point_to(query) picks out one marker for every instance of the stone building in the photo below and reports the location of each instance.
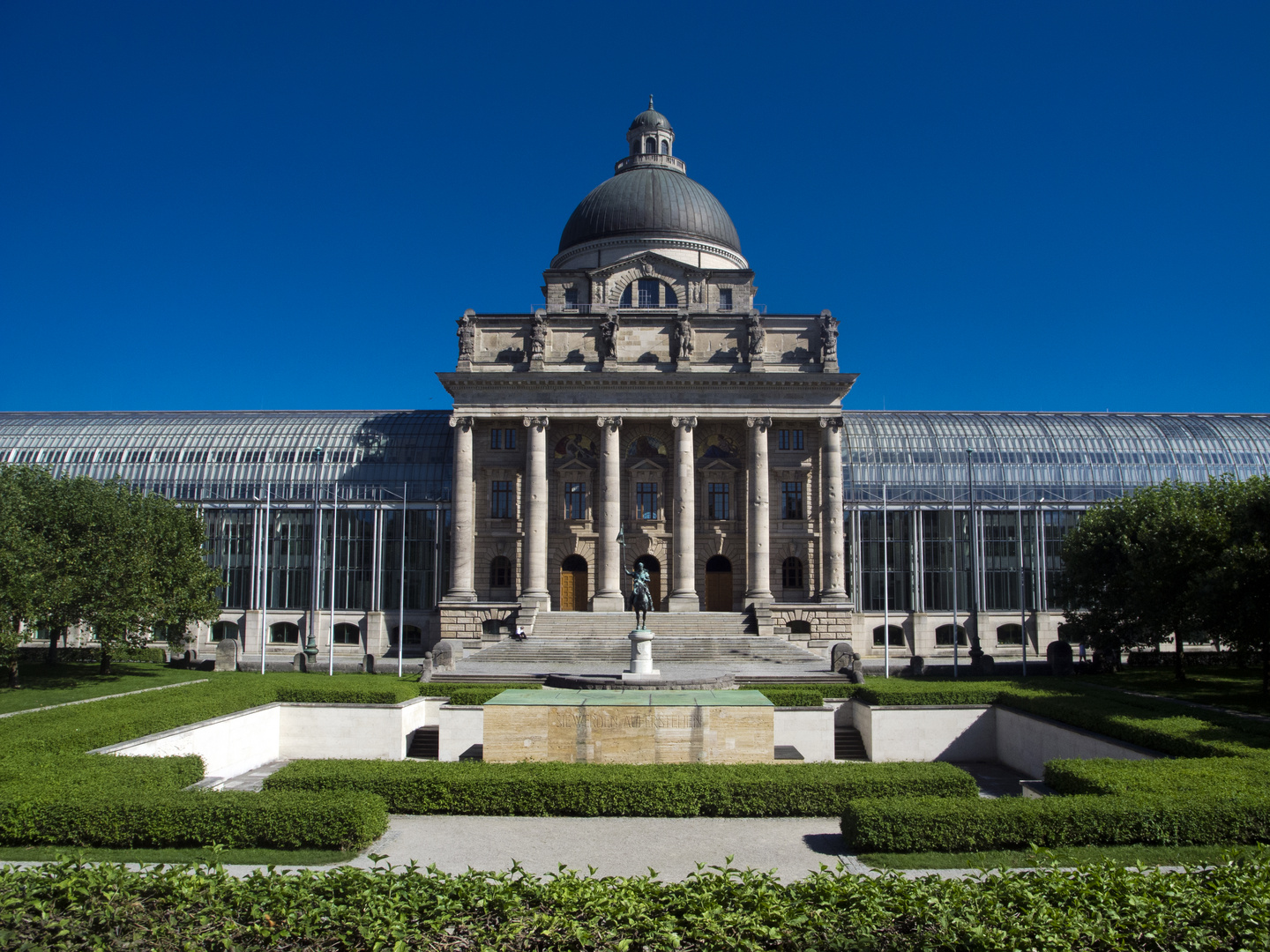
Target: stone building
(651, 412)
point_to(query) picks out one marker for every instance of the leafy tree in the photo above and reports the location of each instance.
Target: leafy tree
(1137, 566)
(1237, 588)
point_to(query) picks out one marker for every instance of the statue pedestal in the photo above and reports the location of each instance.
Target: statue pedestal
(641, 658)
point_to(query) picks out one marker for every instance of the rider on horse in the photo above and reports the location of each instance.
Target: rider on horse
(641, 599)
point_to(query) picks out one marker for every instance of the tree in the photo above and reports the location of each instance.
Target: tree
(1137, 565)
(147, 569)
(1237, 588)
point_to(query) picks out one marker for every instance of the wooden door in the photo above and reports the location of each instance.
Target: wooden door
(718, 591)
(573, 589)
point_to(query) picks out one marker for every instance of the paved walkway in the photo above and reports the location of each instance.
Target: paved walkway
(106, 697)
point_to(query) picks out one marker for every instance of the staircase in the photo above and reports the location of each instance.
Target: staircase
(426, 744)
(617, 625)
(848, 746)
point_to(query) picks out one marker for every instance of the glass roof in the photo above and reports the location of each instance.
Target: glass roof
(239, 455)
(1041, 456)
(1077, 458)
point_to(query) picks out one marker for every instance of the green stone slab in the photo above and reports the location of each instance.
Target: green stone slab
(568, 697)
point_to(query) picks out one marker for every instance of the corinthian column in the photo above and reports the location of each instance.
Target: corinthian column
(684, 598)
(462, 519)
(833, 582)
(609, 568)
(534, 591)
(759, 545)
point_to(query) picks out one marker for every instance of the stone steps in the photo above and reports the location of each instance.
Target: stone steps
(666, 651)
(550, 625)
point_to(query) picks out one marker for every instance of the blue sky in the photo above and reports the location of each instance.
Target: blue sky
(1010, 206)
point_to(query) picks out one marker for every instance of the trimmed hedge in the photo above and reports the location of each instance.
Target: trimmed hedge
(1099, 908)
(68, 655)
(1233, 776)
(945, 824)
(623, 790)
(231, 819)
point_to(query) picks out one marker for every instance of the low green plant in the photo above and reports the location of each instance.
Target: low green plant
(1233, 776)
(918, 824)
(1097, 908)
(623, 790)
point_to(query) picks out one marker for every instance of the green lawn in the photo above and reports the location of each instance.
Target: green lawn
(1065, 856)
(45, 684)
(243, 857)
(1236, 688)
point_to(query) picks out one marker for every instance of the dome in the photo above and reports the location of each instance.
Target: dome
(649, 202)
(649, 120)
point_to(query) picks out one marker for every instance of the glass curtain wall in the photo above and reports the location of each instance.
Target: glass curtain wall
(900, 560)
(938, 559)
(1001, 554)
(355, 560)
(422, 584)
(1056, 524)
(228, 551)
(291, 556)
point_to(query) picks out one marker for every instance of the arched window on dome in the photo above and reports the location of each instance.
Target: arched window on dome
(648, 292)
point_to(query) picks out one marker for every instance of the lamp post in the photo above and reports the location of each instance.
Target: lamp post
(311, 641)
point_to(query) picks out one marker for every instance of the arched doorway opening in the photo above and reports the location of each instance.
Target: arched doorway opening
(654, 577)
(718, 584)
(573, 584)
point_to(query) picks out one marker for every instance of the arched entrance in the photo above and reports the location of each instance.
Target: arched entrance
(654, 579)
(573, 584)
(718, 584)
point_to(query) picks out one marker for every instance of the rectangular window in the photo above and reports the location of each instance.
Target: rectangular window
(791, 501)
(576, 501)
(646, 501)
(718, 501)
(501, 502)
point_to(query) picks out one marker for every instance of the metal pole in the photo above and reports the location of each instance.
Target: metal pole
(955, 639)
(401, 609)
(1022, 605)
(265, 588)
(975, 651)
(334, 555)
(885, 585)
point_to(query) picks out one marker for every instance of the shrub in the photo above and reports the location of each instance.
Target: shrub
(231, 819)
(1099, 908)
(945, 824)
(1235, 776)
(623, 790)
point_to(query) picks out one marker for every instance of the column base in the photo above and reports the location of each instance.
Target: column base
(684, 603)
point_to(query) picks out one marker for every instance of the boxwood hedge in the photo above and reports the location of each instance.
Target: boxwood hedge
(623, 790)
(946, 824)
(1099, 908)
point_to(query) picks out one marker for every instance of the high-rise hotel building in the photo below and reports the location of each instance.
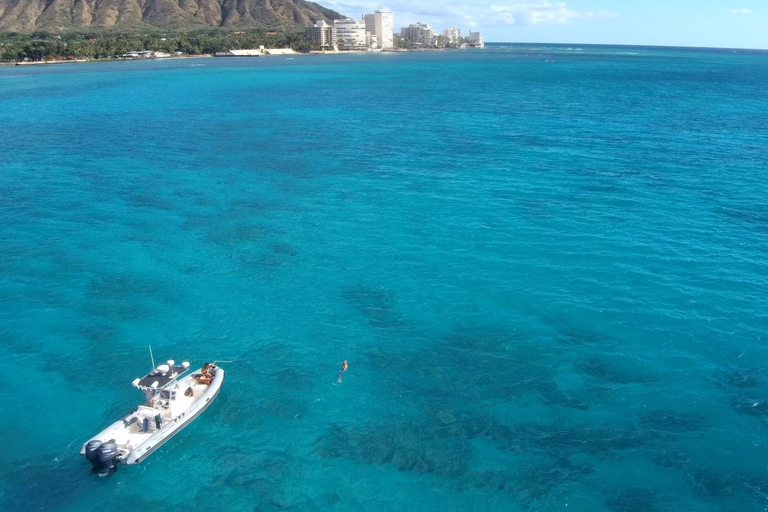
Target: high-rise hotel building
(381, 25)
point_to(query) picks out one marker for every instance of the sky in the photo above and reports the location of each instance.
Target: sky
(711, 23)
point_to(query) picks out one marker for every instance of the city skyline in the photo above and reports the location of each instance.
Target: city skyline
(719, 23)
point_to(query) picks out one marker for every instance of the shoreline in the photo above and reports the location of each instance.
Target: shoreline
(207, 55)
(85, 61)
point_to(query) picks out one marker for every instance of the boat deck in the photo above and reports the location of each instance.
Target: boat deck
(132, 430)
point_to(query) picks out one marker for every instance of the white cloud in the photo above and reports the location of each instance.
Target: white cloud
(475, 13)
(540, 12)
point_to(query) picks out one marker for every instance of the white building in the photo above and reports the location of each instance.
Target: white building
(453, 34)
(476, 40)
(419, 34)
(350, 34)
(385, 29)
(381, 25)
(322, 32)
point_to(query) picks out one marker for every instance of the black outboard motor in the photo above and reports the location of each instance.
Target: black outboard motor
(107, 455)
(91, 453)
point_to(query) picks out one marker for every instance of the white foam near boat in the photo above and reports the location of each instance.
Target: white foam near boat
(172, 403)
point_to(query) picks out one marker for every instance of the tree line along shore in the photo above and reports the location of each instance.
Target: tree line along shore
(90, 45)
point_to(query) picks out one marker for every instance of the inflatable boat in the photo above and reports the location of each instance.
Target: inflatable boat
(173, 401)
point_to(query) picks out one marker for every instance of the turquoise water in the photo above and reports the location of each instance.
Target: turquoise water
(545, 265)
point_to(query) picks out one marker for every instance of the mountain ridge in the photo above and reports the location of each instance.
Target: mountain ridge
(28, 16)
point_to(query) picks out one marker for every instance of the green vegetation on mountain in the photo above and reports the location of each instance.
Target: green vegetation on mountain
(28, 16)
(42, 46)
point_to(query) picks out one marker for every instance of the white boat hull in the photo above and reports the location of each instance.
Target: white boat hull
(135, 445)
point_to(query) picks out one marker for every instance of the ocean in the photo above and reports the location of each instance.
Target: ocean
(545, 264)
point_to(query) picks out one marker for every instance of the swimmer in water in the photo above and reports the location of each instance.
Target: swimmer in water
(344, 367)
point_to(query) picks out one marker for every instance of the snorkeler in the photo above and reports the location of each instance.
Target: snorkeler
(344, 367)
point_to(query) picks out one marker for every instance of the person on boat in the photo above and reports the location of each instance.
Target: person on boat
(344, 367)
(206, 373)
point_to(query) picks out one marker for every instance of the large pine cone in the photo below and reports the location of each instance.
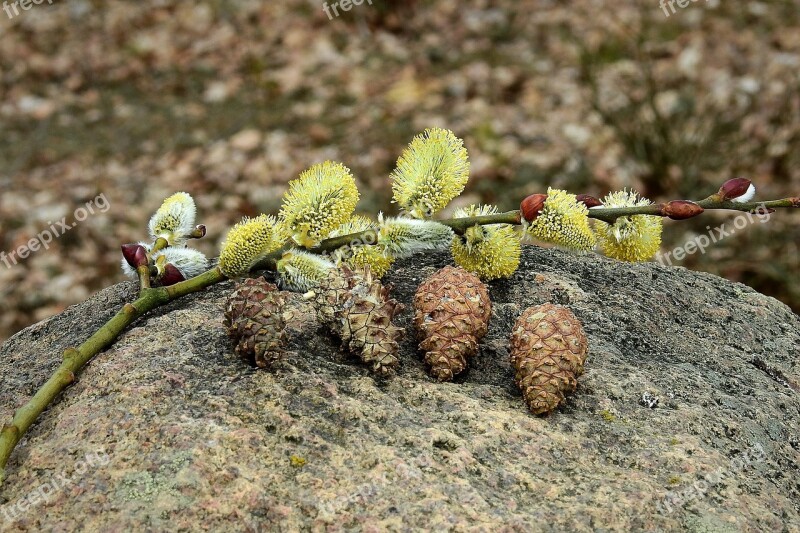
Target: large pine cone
(358, 309)
(254, 320)
(452, 315)
(548, 350)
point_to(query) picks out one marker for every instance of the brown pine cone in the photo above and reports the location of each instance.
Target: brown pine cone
(358, 309)
(548, 350)
(254, 320)
(452, 315)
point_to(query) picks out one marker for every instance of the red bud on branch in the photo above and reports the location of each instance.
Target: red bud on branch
(171, 276)
(589, 201)
(135, 255)
(532, 206)
(199, 232)
(681, 209)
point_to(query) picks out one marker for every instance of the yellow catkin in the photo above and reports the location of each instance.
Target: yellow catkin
(322, 198)
(246, 243)
(491, 251)
(563, 221)
(431, 172)
(634, 238)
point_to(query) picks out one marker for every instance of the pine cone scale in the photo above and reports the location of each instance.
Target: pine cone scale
(548, 351)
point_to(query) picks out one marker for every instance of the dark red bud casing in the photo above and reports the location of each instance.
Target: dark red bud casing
(589, 201)
(532, 206)
(681, 209)
(135, 255)
(734, 188)
(171, 276)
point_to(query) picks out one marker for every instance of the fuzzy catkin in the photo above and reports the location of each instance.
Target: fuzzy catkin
(254, 320)
(357, 307)
(452, 310)
(548, 351)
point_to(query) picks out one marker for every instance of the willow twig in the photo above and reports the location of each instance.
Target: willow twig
(75, 359)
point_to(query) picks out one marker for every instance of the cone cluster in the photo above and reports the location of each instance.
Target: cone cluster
(548, 350)
(254, 320)
(357, 308)
(452, 310)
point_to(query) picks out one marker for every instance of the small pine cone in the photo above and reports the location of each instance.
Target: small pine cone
(452, 315)
(254, 320)
(548, 350)
(358, 309)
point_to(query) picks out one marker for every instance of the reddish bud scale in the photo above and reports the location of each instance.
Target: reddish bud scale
(681, 209)
(532, 206)
(171, 276)
(135, 255)
(733, 188)
(548, 351)
(452, 310)
(588, 201)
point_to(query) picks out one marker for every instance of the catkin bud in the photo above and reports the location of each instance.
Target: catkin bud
(403, 237)
(254, 320)
(431, 172)
(322, 198)
(301, 271)
(174, 220)
(548, 351)
(559, 219)
(491, 251)
(452, 310)
(358, 309)
(247, 243)
(630, 238)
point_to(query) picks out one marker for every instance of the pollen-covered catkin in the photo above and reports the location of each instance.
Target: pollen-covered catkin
(548, 351)
(358, 309)
(452, 310)
(254, 320)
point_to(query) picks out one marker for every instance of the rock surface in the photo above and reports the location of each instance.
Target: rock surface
(168, 430)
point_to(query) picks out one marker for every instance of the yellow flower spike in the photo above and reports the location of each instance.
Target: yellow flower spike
(491, 251)
(322, 198)
(302, 271)
(563, 221)
(358, 255)
(247, 243)
(431, 172)
(635, 238)
(174, 220)
(379, 263)
(402, 237)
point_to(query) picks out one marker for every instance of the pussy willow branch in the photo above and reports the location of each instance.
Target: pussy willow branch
(75, 359)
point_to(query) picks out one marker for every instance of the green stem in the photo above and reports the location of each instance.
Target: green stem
(76, 358)
(150, 298)
(609, 214)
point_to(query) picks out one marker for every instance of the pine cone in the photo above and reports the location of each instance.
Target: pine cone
(357, 308)
(452, 315)
(254, 320)
(548, 350)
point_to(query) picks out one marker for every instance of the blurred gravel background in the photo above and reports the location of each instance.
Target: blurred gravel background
(229, 100)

________________________________________

What needs to be done =
Retype, exactly and only, the lines running from the one with "of the pollen-covered" through the final line of the listing above.

Written solution =
point_to(query) picks out one marker for every instance of the pollen-covered catkin in the photo above and reports the location of each instance.
Target: pollen-covered catkin
(548, 351)
(358, 309)
(452, 310)
(254, 320)
point_to(query) picks out one marker for every instance of the rock surface in the photo above and reports the location of each instance.
Target: rock surface
(168, 430)
point_to(query) picks out one marker for every instance of the yellow flower spike in the photo above and reports the location of each instance.
Target: yellow flower spike
(491, 251)
(322, 198)
(302, 271)
(563, 221)
(358, 255)
(247, 243)
(431, 172)
(635, 238)
(174, 220)
(379, 263)
(402, 237)
point_to(query) picks out one marker for every instance of the pussy willow branch in the photo above and reports the location of each instance.
Target: pussy willow branch
(75, 359)
point_to(query) picks out one marker for every instance of the green stem in the photo above and reports the location of each instance.
Target: green stem
(76, 358)
(150, 298)
(609, 214)
point_to(query) picks out one marker for every instance of the pine cone in the photo above and reports the location of each instance.
Target: pine cone
(357, 308)
(452, 315)
(254, 320)
(548, 350)
point_to(query) picks out one marker for every instance of the blurred gravel background in the photo above and reports the location of each instance.
Target: blurred gravel background
(229, 100)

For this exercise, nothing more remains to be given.